Start of Selected extract

On further digging, it seems the only benefit the "raid" setting gives is various multi disk options, and for single disk, it uses AHCI. Which is what AHCI does anyway. As such, I went with AHCI. Windows installed with additional driver, and ubuntu sees the drive oob (though until some better linux drivers are out, going linux host seems impossible).
 

ashic

Junior Member
Dec 13, 2015
4
0
0
The AHCI/Raid options are under SATA operation, however I can confirm that OOB, Ubuntu 15.10 can see the drive under AHCI, but not under RAID. (Another weird thing is that the BIOS gives you the option to wipe all internal data on next boot, but that only covers non PCIE drives.) BIOSes aren't exactly great UX or terminology :p
 

Zodiark1593

Platinum Member
Oct 21, 2012
2,232
4
81
Windows would be ok with the formware Raid, it's getting linux to see it that's a problem. Usually if you install Windows on Raid, AHCI or ATA (disabled), and change to another, it'll blue screen.

End of Selected extract
Start of Material provided

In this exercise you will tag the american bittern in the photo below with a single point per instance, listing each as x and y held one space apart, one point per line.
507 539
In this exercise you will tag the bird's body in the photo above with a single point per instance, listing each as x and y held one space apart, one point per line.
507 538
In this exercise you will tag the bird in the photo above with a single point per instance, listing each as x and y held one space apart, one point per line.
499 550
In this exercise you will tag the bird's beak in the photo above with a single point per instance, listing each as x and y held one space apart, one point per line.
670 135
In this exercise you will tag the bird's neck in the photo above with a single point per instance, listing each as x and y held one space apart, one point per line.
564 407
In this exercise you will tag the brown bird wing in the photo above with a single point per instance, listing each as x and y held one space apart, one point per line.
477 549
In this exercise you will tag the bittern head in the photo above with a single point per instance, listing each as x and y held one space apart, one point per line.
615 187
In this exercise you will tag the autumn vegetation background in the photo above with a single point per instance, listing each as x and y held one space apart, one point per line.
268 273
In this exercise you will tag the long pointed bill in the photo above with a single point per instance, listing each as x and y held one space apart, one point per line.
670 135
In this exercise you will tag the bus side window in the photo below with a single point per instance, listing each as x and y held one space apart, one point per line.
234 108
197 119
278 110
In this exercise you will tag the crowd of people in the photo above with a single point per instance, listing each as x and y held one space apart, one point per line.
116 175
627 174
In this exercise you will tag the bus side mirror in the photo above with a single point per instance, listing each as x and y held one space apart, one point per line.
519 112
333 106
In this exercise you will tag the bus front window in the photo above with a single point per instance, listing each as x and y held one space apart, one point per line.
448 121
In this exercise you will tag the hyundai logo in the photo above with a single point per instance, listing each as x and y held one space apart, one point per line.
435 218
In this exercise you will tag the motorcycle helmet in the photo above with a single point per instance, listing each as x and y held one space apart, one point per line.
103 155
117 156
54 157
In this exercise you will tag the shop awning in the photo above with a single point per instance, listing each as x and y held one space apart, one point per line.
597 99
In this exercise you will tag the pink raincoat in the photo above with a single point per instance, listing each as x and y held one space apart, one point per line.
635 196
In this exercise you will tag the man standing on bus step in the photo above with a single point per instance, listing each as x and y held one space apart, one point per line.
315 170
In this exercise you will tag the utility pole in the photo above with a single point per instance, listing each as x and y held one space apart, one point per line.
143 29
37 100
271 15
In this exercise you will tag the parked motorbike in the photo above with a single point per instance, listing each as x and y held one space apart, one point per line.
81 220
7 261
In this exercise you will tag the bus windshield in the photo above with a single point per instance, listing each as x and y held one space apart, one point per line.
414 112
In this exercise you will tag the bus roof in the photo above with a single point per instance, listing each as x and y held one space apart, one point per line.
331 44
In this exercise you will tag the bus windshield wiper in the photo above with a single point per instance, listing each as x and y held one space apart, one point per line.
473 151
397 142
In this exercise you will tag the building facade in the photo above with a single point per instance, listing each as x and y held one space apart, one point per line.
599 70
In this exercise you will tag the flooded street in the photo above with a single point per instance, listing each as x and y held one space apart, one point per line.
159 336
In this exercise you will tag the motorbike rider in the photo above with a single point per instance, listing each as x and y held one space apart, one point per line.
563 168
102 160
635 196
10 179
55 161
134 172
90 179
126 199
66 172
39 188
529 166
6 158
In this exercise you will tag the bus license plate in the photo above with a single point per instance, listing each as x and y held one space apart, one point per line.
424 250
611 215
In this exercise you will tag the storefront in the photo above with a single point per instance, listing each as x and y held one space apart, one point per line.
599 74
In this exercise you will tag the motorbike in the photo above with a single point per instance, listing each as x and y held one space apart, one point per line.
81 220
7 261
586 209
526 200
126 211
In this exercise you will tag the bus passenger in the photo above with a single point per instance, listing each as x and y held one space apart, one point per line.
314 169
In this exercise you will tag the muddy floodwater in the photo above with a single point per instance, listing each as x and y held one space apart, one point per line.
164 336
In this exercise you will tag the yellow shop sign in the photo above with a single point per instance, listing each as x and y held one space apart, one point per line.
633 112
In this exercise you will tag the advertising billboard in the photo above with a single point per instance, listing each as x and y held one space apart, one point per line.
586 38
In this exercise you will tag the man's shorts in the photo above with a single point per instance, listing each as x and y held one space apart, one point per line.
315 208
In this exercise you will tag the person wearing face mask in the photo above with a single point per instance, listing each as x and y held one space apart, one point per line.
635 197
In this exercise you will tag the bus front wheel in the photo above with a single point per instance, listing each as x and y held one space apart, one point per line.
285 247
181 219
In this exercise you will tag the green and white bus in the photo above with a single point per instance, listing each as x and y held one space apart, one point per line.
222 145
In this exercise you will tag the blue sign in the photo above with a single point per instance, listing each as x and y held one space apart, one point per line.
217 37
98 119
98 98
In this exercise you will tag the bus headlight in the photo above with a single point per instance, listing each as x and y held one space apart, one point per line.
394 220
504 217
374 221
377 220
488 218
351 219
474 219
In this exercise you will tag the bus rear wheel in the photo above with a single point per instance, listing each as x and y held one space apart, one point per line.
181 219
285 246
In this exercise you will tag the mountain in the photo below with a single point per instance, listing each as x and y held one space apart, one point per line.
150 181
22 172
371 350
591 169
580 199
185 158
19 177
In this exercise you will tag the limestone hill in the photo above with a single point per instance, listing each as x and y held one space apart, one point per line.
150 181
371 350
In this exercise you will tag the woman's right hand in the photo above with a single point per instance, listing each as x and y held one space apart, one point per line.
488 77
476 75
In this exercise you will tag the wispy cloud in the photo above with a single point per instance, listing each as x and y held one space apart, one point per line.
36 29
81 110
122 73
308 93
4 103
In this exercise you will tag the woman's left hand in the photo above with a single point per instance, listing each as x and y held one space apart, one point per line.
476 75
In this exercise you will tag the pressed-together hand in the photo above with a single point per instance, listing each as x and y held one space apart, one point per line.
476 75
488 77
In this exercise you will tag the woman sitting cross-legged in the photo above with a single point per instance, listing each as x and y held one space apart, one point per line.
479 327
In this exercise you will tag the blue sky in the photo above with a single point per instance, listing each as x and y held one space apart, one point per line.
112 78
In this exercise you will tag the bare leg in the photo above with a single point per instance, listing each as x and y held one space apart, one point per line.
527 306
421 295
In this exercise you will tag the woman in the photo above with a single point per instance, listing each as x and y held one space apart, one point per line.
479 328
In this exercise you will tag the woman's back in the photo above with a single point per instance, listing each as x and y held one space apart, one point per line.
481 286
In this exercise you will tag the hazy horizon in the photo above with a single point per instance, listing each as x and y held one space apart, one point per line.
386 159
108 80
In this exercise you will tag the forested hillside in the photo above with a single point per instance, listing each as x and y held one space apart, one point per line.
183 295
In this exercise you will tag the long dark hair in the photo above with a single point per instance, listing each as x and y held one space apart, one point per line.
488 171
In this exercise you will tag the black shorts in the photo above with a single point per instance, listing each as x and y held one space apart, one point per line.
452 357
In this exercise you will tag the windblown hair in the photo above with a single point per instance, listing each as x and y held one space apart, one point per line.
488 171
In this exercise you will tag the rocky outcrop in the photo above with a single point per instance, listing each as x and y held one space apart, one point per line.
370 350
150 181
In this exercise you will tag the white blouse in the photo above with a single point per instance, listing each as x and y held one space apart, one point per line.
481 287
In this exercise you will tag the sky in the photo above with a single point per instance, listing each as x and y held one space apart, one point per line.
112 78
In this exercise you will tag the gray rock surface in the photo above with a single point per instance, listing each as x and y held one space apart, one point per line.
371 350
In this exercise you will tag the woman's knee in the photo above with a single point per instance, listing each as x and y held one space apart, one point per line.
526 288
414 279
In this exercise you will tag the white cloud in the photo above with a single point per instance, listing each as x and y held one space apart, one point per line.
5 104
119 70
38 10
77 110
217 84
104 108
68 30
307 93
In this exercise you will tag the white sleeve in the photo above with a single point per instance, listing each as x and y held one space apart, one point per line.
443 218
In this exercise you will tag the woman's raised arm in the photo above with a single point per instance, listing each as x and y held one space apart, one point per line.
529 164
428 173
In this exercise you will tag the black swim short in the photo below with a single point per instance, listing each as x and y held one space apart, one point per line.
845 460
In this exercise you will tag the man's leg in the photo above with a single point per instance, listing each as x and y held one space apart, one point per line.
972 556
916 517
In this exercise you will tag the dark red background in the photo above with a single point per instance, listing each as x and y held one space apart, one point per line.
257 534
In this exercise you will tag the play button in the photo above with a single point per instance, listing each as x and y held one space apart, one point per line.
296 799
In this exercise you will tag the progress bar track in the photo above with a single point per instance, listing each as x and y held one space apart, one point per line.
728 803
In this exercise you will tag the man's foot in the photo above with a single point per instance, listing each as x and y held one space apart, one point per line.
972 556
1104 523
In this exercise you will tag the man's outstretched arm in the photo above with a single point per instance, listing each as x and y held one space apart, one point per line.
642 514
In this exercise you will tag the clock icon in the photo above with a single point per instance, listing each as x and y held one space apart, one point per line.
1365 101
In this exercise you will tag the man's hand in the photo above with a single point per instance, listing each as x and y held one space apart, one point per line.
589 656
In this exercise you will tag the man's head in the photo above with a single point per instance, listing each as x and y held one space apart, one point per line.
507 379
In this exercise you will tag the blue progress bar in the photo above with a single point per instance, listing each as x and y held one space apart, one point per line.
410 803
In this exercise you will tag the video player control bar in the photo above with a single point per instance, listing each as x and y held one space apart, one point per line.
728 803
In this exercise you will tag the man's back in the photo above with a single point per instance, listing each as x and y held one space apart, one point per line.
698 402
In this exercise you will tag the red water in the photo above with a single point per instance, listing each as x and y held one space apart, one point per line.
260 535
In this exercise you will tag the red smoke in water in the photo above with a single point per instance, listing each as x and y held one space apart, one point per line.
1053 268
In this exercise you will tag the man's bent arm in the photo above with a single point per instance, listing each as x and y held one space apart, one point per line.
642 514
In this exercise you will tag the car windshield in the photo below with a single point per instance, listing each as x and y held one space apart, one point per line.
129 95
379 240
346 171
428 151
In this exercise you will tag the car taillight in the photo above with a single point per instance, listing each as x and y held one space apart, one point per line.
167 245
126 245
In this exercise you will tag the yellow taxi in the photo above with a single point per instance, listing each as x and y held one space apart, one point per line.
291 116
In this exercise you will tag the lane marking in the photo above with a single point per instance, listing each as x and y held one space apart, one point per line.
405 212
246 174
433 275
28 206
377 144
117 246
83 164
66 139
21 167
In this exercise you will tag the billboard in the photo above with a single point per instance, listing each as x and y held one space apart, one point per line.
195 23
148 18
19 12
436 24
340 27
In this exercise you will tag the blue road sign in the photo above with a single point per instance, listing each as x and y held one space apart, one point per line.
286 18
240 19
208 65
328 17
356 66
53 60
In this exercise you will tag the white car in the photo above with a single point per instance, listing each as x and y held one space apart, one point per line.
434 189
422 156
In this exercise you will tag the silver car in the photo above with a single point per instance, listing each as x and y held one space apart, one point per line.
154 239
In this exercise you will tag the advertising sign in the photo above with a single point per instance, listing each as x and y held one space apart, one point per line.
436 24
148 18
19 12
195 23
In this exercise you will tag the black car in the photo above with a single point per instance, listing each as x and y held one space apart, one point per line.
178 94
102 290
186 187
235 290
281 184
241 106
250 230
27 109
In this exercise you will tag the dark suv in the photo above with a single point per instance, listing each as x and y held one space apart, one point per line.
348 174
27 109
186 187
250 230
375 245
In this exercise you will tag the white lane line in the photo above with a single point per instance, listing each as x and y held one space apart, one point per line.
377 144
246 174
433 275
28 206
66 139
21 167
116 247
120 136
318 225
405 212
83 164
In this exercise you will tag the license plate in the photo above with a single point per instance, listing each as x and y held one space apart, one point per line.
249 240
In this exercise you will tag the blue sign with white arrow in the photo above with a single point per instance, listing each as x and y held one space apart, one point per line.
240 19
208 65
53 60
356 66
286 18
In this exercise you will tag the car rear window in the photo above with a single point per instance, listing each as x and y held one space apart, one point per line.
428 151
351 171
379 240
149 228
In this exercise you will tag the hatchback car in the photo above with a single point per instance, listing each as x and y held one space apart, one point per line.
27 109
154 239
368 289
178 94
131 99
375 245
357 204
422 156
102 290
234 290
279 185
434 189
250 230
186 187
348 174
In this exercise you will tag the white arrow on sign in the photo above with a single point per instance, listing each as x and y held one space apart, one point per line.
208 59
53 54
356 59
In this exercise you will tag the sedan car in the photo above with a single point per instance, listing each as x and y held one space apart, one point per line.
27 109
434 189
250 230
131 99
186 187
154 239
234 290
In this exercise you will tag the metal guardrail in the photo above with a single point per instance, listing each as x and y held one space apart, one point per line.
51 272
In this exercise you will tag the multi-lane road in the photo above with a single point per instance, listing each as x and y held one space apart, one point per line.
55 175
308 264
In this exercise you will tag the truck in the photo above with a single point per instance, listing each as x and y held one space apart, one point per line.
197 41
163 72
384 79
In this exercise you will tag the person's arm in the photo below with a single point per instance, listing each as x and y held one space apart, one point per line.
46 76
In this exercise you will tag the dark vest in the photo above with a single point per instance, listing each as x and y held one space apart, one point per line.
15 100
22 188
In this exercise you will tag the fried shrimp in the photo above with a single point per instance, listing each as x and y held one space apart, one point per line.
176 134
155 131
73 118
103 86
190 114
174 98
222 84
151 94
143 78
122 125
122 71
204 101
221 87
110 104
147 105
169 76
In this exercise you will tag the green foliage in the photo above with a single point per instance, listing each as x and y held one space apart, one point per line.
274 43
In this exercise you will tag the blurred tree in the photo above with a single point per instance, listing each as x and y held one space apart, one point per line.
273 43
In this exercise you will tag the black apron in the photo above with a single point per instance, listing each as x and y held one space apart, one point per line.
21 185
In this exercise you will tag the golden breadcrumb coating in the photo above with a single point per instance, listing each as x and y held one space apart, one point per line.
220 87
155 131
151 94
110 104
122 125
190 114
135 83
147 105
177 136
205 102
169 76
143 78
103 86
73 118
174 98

End of Material provided

> Problem details
Please continue the forum thread about AHCI and RAID drive settings, picking up after its last post.

> Result for this task
Considering I'm several months in this install, I'm not planning on reinstalling the OS and everything else just to fix what apparently seems to be working (and still saturating SATA 3 at that).

From what I understand, AHCI is derived from RAID, or something to that effect. I'm not aware of any disadvantages of running in that mode for a single drive nor have I experienced any myself. If AHCI is working for your needs, use it.

I haven't messed with any m.2 drives, though I would assume there's a separate option for PCI-e drives as they don't use SATA. Perhaps the BIOS defaults it to NVME if you use it as the boot drive.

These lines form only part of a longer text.